* [Aufgabe] Gib sämtliche folgenden Datensätze Zeile für Zeile unverändert wieder. Lass die Bilder dabei weg.

Punktbasierte Annotationsdaten:
________________________

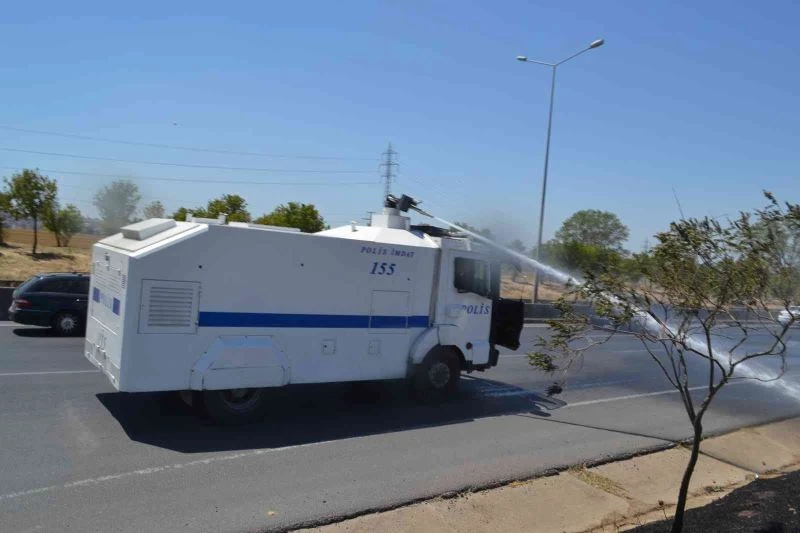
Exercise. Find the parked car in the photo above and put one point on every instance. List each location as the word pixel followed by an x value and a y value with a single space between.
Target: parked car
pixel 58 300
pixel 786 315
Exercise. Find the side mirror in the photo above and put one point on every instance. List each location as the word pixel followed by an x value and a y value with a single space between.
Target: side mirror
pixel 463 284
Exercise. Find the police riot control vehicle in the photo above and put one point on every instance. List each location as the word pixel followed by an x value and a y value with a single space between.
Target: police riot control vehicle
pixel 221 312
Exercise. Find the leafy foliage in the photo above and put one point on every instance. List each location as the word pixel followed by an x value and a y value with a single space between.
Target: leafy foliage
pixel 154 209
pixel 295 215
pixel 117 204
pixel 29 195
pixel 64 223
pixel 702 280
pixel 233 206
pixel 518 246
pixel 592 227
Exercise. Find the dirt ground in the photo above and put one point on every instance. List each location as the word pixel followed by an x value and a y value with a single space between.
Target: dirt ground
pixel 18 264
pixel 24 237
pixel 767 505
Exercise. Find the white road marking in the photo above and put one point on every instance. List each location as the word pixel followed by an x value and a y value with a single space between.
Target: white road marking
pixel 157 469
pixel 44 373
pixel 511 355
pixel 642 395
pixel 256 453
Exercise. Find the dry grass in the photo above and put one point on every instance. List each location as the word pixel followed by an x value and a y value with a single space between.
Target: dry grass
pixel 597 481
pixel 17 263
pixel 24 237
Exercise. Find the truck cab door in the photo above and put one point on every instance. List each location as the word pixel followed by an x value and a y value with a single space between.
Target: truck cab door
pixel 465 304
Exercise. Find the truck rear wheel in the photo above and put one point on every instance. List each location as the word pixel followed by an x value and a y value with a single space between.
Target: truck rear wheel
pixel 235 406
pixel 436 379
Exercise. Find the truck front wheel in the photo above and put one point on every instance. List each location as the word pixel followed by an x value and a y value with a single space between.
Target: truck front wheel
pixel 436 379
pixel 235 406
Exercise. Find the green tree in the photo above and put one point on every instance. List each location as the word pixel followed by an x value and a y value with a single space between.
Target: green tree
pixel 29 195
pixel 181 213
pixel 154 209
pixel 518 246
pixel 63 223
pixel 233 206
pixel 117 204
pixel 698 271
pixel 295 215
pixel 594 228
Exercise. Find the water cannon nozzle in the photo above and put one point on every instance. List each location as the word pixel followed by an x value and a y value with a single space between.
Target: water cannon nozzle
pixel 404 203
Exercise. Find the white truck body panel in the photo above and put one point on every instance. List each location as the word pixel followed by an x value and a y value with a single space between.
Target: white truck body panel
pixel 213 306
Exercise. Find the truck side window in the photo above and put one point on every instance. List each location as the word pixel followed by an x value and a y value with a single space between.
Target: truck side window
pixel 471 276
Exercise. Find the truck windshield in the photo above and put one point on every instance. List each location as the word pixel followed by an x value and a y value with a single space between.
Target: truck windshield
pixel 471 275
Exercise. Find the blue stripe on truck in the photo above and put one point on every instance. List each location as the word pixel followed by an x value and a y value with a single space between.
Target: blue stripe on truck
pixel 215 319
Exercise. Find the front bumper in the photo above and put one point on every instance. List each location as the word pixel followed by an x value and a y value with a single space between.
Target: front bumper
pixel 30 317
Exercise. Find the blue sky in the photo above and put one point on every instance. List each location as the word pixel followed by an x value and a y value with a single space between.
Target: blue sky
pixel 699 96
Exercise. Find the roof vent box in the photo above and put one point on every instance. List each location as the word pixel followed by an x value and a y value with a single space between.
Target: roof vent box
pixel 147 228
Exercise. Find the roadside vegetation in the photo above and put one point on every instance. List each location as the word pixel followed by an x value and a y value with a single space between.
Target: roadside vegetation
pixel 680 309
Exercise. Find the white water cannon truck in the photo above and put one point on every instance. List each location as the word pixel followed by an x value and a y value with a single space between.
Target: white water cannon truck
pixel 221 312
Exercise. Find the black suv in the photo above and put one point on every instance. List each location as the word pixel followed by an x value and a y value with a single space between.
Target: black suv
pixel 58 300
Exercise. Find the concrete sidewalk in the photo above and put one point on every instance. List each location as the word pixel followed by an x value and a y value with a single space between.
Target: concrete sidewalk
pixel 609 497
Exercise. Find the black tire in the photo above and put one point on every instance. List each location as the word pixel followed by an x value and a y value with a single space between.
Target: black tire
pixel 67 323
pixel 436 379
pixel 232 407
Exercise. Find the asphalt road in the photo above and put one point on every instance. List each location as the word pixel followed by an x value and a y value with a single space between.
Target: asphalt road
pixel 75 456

________________________

* [Das Ergebnis]
Exercise. Find the parked car in the photo above and put one point on every instance. List each location as the word pixel followed by an x value and a y value with a single space between.
Target: parked car
pixel 58 300
pixel 786 315
Exercise. Find the side mirror in the photo above and put one point on every instance. List each location as the word pixel followed by an x value and a y value with a single space between.
Target: side mirror
pixel 463 284
Exercise. Find the police riot control vehicle in the photo above and put one point on every instance. List each location as the word pixel followed by an x value and a y value with a single space between.
Target: police riot control vehicle
pixel 221 312
Exercise. Find the leafy foliage in the photo above and put one point on every instance. List each location as the word pixel followed by an x value and a y value with a single space between.
Target: leafy foliage
pixel 154 209
pixel 295 215
pixel 117 204
pixel 29 195
pixel 64 223
pixel 702 280
pixel 233 206
pixel 518 246
pixel 592 227
Exercise. Find the dirt ground in the photo above and put one point on every instance. List each location as the word pixel followed by an x value and a y value with a single space between.
Target: dirt ground
pixel 18 264
pixel 24 237
pixel 767 505
Exercise. Find the white road marking in the photo above and put one point on every instance. List each location as the word pixel followed by an x value and a y value with a single space between.
Target: white road marking
pixel 157 469
pixel 44 373
pixel 511 355
pixel 642 395
pixel 256 453
Exercise. Find the dry grass in the photo above and put one point on every instance. List each location as the word pixel followed by an x value and a y value with a single space between.
Target: dry grass
pixel 597 481
pixel 17 263
pixel 24 237
Exercise. Find the truck cab door in the photo above and put one point on every instance. List each location as the word pixel followed by an x value and a y value with a single space between.
Target: truck cab door
pixel 465 304
Exercise. Find the truck rear wheel in the photo above and put one point on every instance. List each location as the word pixel followed by an x value and a y value with a single space between.
Target: truck rear wheel
pixel 235 406
pixel 436 379
Exercise. Find the truck front wheel in the photo above and put one point on every instance. List each location as the word pixel followed by an x value and a y value with a single space between.
Target: truck front wheel
pixel 436 379
pixel 235 406
Exercise. Find the green tree in the photo above and put one point on every instance. List each location as the word pixel followed by an x value and a y value with a single space between.
Target: green tree
pixel 29 195
pixel 181 213
pixel 154 209
pixel 518 246
pixel 63 223
pixel 233 206
pixel 117 204
pixel 698 271
pixel 295 215
pixel 594 228
Exercise. Find the water cannon nozzle in the photo above and put one point on every instance. List each location as the word pixel followed by an x value and a y value with a single space between.
Target: water cannon nozzle
pixel 404 203
Exercise. Find the white truck body panel in the photo above and put one point on every instance. List each location as the word pixel followed by an x value and a y value with a single space between.
Target: white truck body panel
pixel 213 306
Exercise. Find the truck side window in the photo above and put one point on every instance. List each location as the word pixel followed by an x value and a y value with a single space between.
Target: truck side window
pixel 471 276
Exercise. Find the truck windshield in the photo above and put one point on every instance. List each location as the word pixel followed by an x value and a y value with a single space between.
Target: truck windshield
pixel 471 275
Exercise. Find the blue stripe on truck in the photo above and put one point on every instance. List each location as the word pixel followed by an x value and a y value with a single space between.
Target: blue stripe on truck
pixel 215 319
Exercise. Find the front bumper in the photo above and put one point on every instance. List each location as the word pixel followed by an x value and a y value with a single space between.
Target: front bumper
pixel 30 317
Exercise. Find the blue sky in the photo above and put one point on every instance. List each location as the word pixel followed by an x value and a y value with a single space between.
Target: blue sky
pixel 699 96
Exercise. Find the roof vent box in the photo above and put one point on every instance. List each location as the word pixel followed by an x value and a y value with a single space between.
Target: roof vent box
pixel 147 228
Exercise. Find the roadside vegetation in the photo above and put one point on every instance. List each location as the word pixel followed by an x value and a y value with a single space between.
Target: roadside vegetation
pixel 680 309
Exercise. Find the white water cannon truck in the photo above and put one point on every instance. List each location as the word pixel followed by an x value and a y value with a single space between.
Target: white water cannon truck
pixel 221 312
Exercise. Find the black suv in the photo above and put one point on every instance. List each location as the word pixel followed by an x value and a y value with a single space between.
Target: black suv
pixel 58 300
Exercise. Find the concrete sidewalk in the photo above and put one point on every instance. List each location as the word pixel followed by an x value and a y value with a single space between.
Target: concrete sidewalk
pixel 609 497
Exercise. Find the black tire in the photo above and put one point on every instance. List each location as the word pixel followed by an x value and a y value with a single space between.
Target: black tire
pixel 67 323
pixel 436 379
pixel 232 407
Exercise. Find the asphalt road in the photo above and put one point on every instance. List each location as the word pixel followed by an x value and a y value with a single space between.
Target: asphalt road
pixel 75 456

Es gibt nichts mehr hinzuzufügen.